━━ SOURCE PASSAGE
# House I did



## Optimus Primer

http://i180.photobucket.com/albums/x157/1rmrider/baumgart.jpg


Here is a house I did in Tarpon Springs Fl. For the local people. Main house is 22,000 s.f. Guest house is 5000 s.f. And a pool house back behind the main house. A total of 20 water closets. 3 urinals. $16 million house and was paid with cash. He owned a title company and sold it. Not even a year later and they split up, now he's there by himself. For an inside view go to housetrends.com click the tampa bay tab and type in Baumgart. There a 4 parts to it.


----------



## Optimus Primer

Call Jerry Glaser Homes located in Palm Harbor Fl. He also did Matt Giegers (basketball player) house a block away from this one. It ran just about the same.


----------



## user823

WOW, Big Bux!


----------



## user823

I'm sure you have pictures of the plumbing, let's see it please!


----------



## Optimus Primer

we weren't allowed by the home owner to photograph anything. but like I said go to housetrends.com at the very bottom click tampa bay and the search box type baumgart. There are 4 section with a slideshow in each one. You'll see some plumbing. But not alot.


----------



## Optimus Primer

For those that think I'm lying for some reason. Here is a link. Or wait, maybe I typed this too.

http://www.sptimes.com/2006/05/23/news_pf/Business/Mansion_owners_find_r.shtml


----------



## user823

house plumber said:


> For those that think I'm lying for some reason. Here is a link. Or wait, maybe I typed this too.
> 
> http://www.sptimes.com/2006/05/23/news_pf/Business/Mansion_owners_find_r.shtml


You did type it, how else would it have gotten there?:thumbup:


----------



## DUNBAR PLUMBING

house plumber said:


> we weren't allowed by the home owner to photograph anything. but like I said go to housetrends.com at the very bottom click tampa bay and the search box type baumgart. There are 4 section with a slideshow in each one. You'll see some plumbing. But not alot.
━━━━
━━ ENTRIES SUPPLIED
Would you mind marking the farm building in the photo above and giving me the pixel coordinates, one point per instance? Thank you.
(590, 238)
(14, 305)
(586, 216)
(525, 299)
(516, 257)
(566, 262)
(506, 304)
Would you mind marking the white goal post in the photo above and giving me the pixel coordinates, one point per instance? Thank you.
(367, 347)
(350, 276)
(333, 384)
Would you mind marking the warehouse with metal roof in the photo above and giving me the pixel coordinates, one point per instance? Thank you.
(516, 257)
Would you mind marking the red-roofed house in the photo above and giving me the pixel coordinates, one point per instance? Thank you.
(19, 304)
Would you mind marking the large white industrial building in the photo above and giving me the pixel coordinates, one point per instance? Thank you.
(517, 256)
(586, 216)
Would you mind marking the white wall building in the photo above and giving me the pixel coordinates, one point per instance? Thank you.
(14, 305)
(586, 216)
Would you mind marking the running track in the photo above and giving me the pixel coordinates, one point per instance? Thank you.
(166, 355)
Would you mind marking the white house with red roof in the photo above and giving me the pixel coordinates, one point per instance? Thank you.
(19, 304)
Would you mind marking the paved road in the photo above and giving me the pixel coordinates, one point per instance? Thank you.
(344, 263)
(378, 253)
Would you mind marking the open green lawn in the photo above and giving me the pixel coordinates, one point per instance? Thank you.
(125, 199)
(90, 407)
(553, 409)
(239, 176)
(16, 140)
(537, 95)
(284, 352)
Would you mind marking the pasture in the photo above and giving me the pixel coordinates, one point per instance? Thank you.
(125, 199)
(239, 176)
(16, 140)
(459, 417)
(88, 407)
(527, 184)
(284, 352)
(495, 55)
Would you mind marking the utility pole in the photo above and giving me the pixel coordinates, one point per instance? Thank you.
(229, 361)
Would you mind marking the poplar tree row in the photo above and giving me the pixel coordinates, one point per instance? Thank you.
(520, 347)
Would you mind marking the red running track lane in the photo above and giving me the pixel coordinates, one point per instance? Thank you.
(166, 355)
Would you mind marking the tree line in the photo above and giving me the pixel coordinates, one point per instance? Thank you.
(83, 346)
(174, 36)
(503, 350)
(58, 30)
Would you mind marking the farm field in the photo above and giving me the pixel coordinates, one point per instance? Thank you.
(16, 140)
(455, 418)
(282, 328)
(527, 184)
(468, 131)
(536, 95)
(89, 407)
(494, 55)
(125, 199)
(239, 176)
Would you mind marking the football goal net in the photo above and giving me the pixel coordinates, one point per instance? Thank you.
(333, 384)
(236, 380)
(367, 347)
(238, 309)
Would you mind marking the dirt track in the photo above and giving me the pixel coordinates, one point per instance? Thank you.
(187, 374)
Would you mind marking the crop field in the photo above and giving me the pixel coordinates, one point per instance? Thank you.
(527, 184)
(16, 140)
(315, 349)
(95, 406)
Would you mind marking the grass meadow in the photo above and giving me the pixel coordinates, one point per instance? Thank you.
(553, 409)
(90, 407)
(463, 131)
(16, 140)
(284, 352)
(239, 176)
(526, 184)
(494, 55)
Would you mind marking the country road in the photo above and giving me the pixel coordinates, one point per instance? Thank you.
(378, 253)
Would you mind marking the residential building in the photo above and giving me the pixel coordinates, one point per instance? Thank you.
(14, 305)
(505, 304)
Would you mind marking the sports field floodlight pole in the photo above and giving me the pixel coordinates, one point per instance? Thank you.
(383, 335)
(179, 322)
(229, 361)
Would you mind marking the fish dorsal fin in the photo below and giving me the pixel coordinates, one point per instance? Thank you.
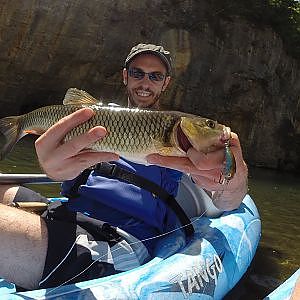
(79, 97)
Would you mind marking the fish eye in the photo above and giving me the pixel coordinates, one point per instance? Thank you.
(210, 123)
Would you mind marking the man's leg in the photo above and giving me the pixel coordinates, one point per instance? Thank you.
(23, 247)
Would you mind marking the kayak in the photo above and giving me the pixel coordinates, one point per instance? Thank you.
(285, 290)
(208, 266)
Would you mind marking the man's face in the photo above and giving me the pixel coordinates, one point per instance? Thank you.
(142, 91)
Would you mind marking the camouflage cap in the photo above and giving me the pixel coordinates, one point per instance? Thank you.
(159, 51)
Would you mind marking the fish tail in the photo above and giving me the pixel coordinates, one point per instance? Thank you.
(11, 129)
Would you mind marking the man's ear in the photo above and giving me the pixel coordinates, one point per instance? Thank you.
(125, 76)
(167, 80)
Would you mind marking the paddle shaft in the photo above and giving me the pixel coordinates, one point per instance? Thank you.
(25, 178)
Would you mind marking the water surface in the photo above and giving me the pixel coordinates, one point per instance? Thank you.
(277, 196)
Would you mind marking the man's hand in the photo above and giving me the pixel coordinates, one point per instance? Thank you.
(65, 161)
(206, 170)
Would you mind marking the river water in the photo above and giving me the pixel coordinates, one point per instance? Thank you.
(277, 196)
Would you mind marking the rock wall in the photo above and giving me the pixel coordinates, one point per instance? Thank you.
(225, 67)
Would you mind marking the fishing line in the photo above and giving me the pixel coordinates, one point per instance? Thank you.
(132, 243)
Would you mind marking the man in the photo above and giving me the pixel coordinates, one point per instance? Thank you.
(56, 248)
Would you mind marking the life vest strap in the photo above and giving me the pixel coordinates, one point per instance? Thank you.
(110, 170)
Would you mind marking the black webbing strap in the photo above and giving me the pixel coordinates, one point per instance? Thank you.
(113, 171)
(81, 179)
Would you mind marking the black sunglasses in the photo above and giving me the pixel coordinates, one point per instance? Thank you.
(140, 74)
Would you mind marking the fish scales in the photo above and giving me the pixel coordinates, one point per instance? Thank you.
(129, 131)
(132, 133)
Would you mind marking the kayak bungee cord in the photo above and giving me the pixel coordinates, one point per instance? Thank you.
(132, 243)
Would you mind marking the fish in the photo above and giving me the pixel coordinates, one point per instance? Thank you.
(133, 133)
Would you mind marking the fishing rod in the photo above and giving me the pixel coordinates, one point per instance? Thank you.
(25, 178)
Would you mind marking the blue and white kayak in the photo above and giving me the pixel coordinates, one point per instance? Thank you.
(207, 267)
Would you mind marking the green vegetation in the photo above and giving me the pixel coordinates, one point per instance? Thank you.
(282, 15)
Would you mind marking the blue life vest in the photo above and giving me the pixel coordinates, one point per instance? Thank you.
(127, 206)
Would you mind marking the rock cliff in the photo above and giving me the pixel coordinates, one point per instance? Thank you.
(225, 66)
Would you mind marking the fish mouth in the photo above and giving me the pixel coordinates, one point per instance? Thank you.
(183, 142)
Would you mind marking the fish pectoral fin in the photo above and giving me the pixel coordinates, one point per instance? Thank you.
(79, 97)
(10, 128)
(34, 131)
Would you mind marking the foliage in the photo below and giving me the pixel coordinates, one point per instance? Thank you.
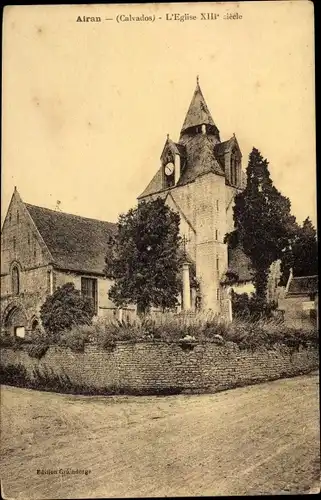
(64, 309)
(11, 341)
(264, 225)
(16, 375)
(143, 257)
(302, 255)
(75, 338)
(251, 308)
(253, 331)
(36, 350)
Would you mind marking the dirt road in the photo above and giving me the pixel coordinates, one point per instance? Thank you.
(260, 439)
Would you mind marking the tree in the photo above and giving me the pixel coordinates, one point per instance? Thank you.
(64, 309)
(263, 222)
(302, 256)
(143, 257)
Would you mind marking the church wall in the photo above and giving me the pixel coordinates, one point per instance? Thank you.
(33, 292)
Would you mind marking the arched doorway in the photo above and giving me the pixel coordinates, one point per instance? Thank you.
(16, 322)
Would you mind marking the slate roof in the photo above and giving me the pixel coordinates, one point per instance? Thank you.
(239, 266)
(303, 285)
(198, 112)
(75, 243)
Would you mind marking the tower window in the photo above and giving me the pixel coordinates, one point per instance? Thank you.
(15, 280)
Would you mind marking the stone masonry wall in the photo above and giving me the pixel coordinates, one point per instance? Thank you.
(158, 366)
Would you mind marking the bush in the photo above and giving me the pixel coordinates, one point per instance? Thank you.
(251, 308)
(64, 309)
(75, 338)
(11, 341)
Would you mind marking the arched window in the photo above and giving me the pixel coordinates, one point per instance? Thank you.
(15, 279)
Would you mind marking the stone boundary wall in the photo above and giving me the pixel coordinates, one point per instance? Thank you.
(158, 366)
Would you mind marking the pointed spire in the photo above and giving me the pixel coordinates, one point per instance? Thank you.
(198, 112)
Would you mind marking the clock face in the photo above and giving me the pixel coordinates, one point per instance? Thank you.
(169, 168)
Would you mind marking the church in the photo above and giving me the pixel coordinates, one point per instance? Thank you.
(198, 177)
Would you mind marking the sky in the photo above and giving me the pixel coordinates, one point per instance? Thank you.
(87, 105)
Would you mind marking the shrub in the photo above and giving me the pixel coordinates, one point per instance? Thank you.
(16, 375)
(251, 308)
(11, 341)
(64, 309)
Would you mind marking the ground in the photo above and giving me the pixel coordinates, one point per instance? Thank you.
(259, 439)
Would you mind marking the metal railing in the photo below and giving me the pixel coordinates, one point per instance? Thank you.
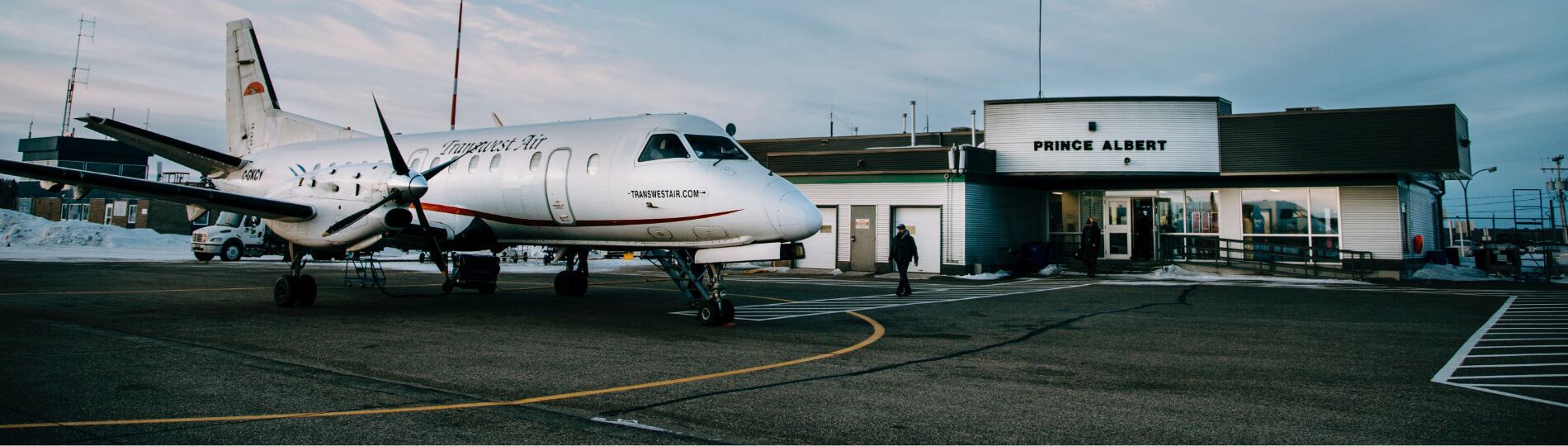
(1291, 259)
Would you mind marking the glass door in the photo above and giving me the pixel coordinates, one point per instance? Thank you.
(1118, 228)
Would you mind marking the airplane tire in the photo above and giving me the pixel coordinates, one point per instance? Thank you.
(564, 283)
(286, 292)
(726, 311)
(306, 289)
(711, 315)
(231, 252)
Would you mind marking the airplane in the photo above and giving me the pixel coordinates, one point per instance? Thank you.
(676, 187)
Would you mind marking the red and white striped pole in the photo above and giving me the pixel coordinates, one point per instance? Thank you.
(455, 59)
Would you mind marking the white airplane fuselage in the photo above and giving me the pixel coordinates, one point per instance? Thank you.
(546, 184)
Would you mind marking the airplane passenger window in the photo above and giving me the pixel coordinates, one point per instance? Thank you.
(716, 148)
(662, 146)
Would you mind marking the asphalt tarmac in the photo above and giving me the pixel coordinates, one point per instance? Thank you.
(196, 352)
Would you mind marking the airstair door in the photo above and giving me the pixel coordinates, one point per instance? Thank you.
(555, 187)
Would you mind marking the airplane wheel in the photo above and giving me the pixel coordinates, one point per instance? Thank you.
(579, 283)
(728, 311)
(711, 315)
(231, 252)
(564, 283)
(286, 292)
(306, 289)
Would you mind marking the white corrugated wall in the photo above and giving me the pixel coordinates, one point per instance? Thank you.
(888, 195)
(1371, 221)
(1189, 129)
(1001, 219)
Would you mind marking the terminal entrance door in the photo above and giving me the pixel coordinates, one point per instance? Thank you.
(1142, 228)
(1118, 228)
━━━━
SET OF TASKS -
(a) According to the forum thread, how many water closets does the house have in total?
(b) Duplicate the part of the forum thread starting at "http://i180.photobucket.com/albums/x157/1rmrider/baumgart.jpg" and ending at "about the same.".

EXPECTED RESPONSES -
(a) The house has 20 water closets in total.

(b)
http://i180.photobucket.com/albums/x157/1rmrider/baumgart.jpg


Here is a house I did in Tarpon Springs Fl. For the local people. Main house is 22,000 s.f. Guest house is 5000 s.f. And a pool house back behind the main house. A total of 20 water closets. 3 urinals. $16 million house and was paid with cash. He owned a title company and sold it. Not even a year later and they split up, now he's there by himself. For an inside view go to housetrends.com click the tampa bay tab and type in Baumgart. There a 4 parts to it.


----------



## Optimus Primer

Call Jerry Glaser Homes located in Palm Harbor Fl. He also did Matt Giegers (basketball player) house a block away from this one. It ran just about the same.